[Given exercise a] Please list every line in the records below that contains the word "standing".

[Page]
● ● ● ●
Saturday, May 1, 2010

What’s Good for Petrobras Proves Bad for Shareholders (Update2)

Petroleo Brasileiro SA, Brazil’s state-run oil company, is luring investors to its $25 billion share sale, the biggest in the Western Hemisphere since 1999. Latin America’s worst-performing stock market is no better off.

“It’s going to make life a bit harder for companies looking to go to the market as the liquidity might not be there,” said Nick Robinson, who manages $20 billion in emerging market assets at Aberdeen Asset Management Inc. in Sao Paulo.

Aberdeen, Lord Abbett & Co. and Petercam SA, all Petrobras shareholders, said they may buy more stock as the world’s fourth-largest oil producer by market value seeks to finance a $220 billion investment program. Speculation the sale will take place as early as June may have contributed to several Brazilian initial public offerings this year raising less than they originally sought, said Paul Capital Partners in Sao Paulo. Brazil’s IPOs have underperformed offerings in Russia, India and China once the shares began trading.
● ● ● ●
[Entries shown]

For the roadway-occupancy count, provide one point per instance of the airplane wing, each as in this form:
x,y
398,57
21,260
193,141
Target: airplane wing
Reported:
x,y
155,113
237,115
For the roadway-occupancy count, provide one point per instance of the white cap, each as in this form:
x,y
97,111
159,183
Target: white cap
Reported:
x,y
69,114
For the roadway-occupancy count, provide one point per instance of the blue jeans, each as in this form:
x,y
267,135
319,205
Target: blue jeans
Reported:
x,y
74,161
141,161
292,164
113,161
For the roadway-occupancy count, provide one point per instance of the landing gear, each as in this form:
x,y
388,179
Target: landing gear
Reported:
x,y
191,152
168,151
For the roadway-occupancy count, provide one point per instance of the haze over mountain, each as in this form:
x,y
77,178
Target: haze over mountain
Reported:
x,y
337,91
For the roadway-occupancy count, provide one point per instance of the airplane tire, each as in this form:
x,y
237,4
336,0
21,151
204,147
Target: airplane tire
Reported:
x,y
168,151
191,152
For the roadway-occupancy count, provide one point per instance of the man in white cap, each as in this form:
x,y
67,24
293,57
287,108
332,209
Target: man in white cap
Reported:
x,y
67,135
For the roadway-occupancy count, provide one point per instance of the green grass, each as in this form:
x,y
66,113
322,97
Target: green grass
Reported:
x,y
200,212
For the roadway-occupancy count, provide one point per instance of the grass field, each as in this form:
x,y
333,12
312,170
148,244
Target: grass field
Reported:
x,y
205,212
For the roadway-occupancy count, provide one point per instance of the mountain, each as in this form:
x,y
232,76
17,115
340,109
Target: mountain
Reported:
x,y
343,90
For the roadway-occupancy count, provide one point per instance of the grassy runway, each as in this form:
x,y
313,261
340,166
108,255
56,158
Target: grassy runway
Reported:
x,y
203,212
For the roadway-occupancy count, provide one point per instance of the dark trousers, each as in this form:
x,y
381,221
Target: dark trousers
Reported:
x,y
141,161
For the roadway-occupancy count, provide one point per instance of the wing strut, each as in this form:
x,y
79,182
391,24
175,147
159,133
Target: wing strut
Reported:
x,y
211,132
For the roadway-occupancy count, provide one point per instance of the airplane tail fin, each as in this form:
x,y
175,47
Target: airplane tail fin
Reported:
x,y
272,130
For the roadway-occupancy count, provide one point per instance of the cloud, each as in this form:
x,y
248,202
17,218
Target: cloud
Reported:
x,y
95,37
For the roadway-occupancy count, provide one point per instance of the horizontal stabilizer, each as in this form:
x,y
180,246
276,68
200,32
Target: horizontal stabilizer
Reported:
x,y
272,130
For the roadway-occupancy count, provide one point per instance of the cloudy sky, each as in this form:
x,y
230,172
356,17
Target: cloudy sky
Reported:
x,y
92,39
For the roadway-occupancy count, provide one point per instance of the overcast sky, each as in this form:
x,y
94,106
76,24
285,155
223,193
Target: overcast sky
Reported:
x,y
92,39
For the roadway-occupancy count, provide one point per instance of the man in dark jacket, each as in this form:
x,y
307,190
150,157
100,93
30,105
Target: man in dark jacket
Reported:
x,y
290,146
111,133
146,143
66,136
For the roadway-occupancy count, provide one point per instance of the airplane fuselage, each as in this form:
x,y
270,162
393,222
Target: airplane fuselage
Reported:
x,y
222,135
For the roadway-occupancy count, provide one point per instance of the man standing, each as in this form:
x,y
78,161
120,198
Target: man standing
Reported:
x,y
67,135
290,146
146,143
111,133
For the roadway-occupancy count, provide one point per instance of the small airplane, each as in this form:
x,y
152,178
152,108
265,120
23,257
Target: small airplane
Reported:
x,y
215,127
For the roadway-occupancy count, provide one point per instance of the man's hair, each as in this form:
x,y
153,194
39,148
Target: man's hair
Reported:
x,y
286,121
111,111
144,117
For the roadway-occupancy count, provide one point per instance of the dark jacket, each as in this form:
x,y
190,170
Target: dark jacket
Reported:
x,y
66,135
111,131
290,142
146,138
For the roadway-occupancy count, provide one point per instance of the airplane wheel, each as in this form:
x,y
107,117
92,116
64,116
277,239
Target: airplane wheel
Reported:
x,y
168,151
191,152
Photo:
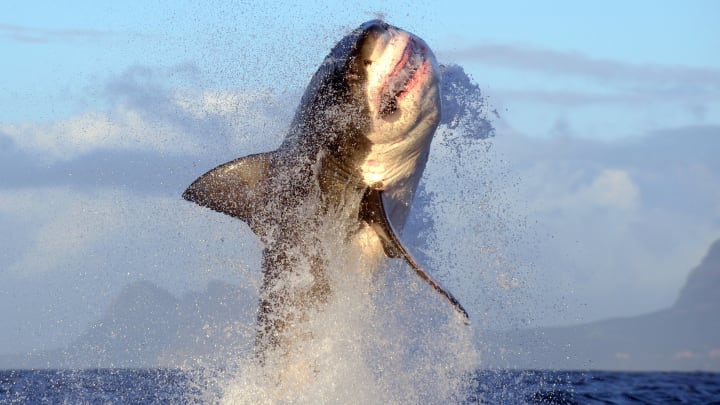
● ● ● ●
[Given exercise b] Set down the passage of the Petrobras article above, word for word, from "Petroleo Brasileiro SA, Brazil’s" up to and including "Inc. in Sao Paulo.".

[Correct output a]
For the roadway-occupancy count, provide one point per instance of the man standing, each as in this form:
Target: man standing

[Correct output b]
Petroleo Brasileiro SA, Brazil’s state-run oil company, is luring investors to its $25 billion share sale, the biggest in the Western Hemisphere since 1999. Latin America’s worst-performing stock market is no better off.

“It’s going to make life a bit harder for companies looking to go to the market as the liquidity might not be there,” said Nick Robinson, who manages $20 billion in emerging market assets at Aberdeen Asset Management Inc. in Sao Paulo.